◆ Document extract:
= = =
Thread: ProcArrayLock contention

ProcArrayLock contention

From
Robert Haas
Date:
I've been playing with the attached patch, which adds an additional
light-weight lock mode, LW_SHARED2.  LW_SHARED2 conflicts with
LW_SHARED and LW_EXCLUSIVE, but not with itself.  The patch changes
ProcArrayEndTransaction() to use this new mode.  IOW, multiple
processes can commit at the same time, and multiple processes can take
snapshots at the same time, but nobody can take a snapshot while
someone else is committing.

Needless to say, I don't we'd really want to apply this, because
adding a LW_SHARED2 mode that's probably only useful for ProcArrayLock
would be a pretty ugly wart.  But the results are interesting.
pgbench, scale factor 100, unlogged tables, Nate Boley's 32-core AMD
box, shared_buffers = 8GB, maintenance_work_mem = 1GB,
synchronous_commit = off, checkpoint_segments = 300,
checkpoint_timeout = 15min, checkpoint_completion_target = 0.9,
wal_writer_delay = 20ms, results are median of three five-minute runs:

#clients tps(master) tps(lwshared2)
1 657.984859 683.251582
8 4748.906750 4946.069238
32 10695.160555 17530.390578
80 7727.563437 16099.549506

That's a pretty impressive speedup, but there's trouble in paradise.
With 80 clients (but not 32 or fewer), I occasionally get the
following error:

ERROR:  t_xmin is uncommitted in tuple to be updated

So it seems that there's some way in which this locking is actually
incorrect, though I'm not seeing what it is at the moment.  Either
that, or there's some bug in the existing code that happens to be
exposed by this change.

The patch also produces a (much smaller) speedup with regular tables,
but it's hard to know how seriously to take that until the locking
issue is debugged.

Any ideas?
= = =
◆ Data to process:
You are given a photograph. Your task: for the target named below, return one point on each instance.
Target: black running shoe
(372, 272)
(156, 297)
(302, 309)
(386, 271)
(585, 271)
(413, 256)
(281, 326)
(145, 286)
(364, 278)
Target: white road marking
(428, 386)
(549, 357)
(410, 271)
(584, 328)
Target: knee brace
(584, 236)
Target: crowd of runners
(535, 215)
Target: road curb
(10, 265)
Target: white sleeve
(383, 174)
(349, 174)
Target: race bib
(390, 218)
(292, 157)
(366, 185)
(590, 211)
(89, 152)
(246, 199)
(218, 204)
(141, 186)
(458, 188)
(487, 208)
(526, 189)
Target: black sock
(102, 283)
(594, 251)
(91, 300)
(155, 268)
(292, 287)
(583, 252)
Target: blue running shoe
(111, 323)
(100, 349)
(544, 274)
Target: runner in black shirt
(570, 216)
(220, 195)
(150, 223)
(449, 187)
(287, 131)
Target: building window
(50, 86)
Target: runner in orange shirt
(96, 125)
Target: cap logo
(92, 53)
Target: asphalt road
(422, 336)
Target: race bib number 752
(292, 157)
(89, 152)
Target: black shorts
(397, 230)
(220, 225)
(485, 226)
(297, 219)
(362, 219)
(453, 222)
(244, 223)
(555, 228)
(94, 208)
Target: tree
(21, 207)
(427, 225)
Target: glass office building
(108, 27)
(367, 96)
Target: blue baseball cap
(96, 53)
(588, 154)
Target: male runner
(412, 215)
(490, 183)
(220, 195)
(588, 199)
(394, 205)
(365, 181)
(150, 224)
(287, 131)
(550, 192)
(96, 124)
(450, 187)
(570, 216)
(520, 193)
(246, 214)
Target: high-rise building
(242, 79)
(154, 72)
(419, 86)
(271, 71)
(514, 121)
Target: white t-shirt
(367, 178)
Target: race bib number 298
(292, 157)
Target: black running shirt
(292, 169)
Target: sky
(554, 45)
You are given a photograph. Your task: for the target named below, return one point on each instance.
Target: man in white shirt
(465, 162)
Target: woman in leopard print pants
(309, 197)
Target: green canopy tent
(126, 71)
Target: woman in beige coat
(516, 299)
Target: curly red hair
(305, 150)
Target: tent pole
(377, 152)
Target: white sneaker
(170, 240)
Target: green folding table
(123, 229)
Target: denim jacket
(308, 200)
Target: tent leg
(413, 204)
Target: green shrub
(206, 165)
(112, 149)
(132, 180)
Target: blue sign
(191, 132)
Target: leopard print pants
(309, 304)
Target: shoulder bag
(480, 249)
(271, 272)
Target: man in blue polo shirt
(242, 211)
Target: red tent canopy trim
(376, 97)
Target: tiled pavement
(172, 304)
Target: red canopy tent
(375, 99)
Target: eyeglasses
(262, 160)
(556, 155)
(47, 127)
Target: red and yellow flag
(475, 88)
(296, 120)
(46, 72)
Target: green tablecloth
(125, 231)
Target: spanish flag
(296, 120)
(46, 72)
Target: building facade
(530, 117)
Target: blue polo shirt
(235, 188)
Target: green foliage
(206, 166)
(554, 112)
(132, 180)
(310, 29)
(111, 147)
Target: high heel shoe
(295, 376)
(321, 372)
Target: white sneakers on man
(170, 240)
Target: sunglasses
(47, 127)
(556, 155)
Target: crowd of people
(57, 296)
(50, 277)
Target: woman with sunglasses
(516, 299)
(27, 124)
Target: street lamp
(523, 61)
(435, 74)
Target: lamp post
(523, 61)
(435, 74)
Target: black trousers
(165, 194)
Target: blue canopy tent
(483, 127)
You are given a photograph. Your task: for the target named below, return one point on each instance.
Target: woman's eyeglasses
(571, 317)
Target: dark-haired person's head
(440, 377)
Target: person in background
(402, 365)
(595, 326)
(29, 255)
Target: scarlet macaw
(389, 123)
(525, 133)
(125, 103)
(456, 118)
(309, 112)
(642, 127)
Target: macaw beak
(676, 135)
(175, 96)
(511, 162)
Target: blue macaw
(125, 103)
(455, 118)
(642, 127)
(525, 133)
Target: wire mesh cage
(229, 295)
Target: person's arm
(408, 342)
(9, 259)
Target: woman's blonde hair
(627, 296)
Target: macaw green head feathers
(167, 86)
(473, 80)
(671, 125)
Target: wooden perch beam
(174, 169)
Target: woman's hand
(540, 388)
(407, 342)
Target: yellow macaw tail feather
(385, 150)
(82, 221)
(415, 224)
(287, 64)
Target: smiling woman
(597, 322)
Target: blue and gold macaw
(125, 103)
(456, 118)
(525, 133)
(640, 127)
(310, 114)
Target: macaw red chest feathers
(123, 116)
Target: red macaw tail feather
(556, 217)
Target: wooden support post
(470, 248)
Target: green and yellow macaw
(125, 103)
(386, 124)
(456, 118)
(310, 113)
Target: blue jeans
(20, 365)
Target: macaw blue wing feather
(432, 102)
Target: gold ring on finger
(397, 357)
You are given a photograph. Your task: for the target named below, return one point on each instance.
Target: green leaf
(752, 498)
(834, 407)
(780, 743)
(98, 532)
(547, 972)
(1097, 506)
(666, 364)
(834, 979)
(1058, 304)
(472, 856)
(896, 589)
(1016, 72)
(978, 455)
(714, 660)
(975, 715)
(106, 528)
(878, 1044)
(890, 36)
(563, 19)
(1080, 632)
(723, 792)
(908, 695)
= = =
◆ Tasks and exercises:
- A) Count the lines in the records that contain the string "woman". Reply with the number alone.
- B) Write the next part of the post on ProcArrayLock contention, starting after its final line.

◆ Exercise answers:
- A) 7

- B)
--
Robert Haas
EnterpriseDB: http://www.enterprisedb.com
The Enterprise PostgreSQL Company

Attachment

Re: ProcArrayLock contention

From
Simon Riggs
Date:
On Tue, Nov 8, 2011 at 4:52 AM, Robert Haas <robertmhaas@gmail.com> wrote:

> With 80 clients (but not 32 or fewer), I occasionally get the
> following error:
>
> ERROR:  t_xmin is uncommitted in tuple to be updated
>
> So it seems that there's some way in which this locking is actually
> incorrect, though I'm not seeing what it is at the moment.  Either
> that, or there's some bug in the existing code that happens to be
> exposed by this change.

The semantics of shared locks is that they jump the existing queue, so
this patch allows locks to be held in sequences not previously seen
when using exclusive locks.

For me, the second kind of lock should queue up normally, but then be
released en masse when possible. So queue like an exclusive, but wake
like a shared. Vaguely remember shared_queued.v1.patch

That can then produce flip-flop lock parties. A slight problem there
is that when shared locks queue they don't all queue together, a
problem which the other patch addresses, written long ago.

--
 Simon Riggs                   http://www.2ndQuadrant.com/
 PostgreSQL Development, 24x7 Support, Training & Services

Attachment

Re: ProcArrayLock contention

From
Robert Haas
Date:
On Tue, Nov 8, 2011 at 2:24 AM, YAMAMOTO Takashi <yamt@mwd.biglobe.ne.jp> wrote:
> latestCompletedXid got backward due to concurrent updates
> and it fooled TransactionIdIsInProgress?

Ah ha!  I bet that's it.

I think this could be avoided by a more sophisticated locking scheme.
Instead of waking up all the people trying to do
ProcArrayEndTransaction() and letting them all run simultaneously,
wake up one of them.  That one guy goes and clears all the XID fields
and updates latestCompletedXid, and then wakes up all the others (who
now don't even need to reacquire the spinlock to "release" the lock,
because they never really held it in the first place, but yet the work
they needed done is done).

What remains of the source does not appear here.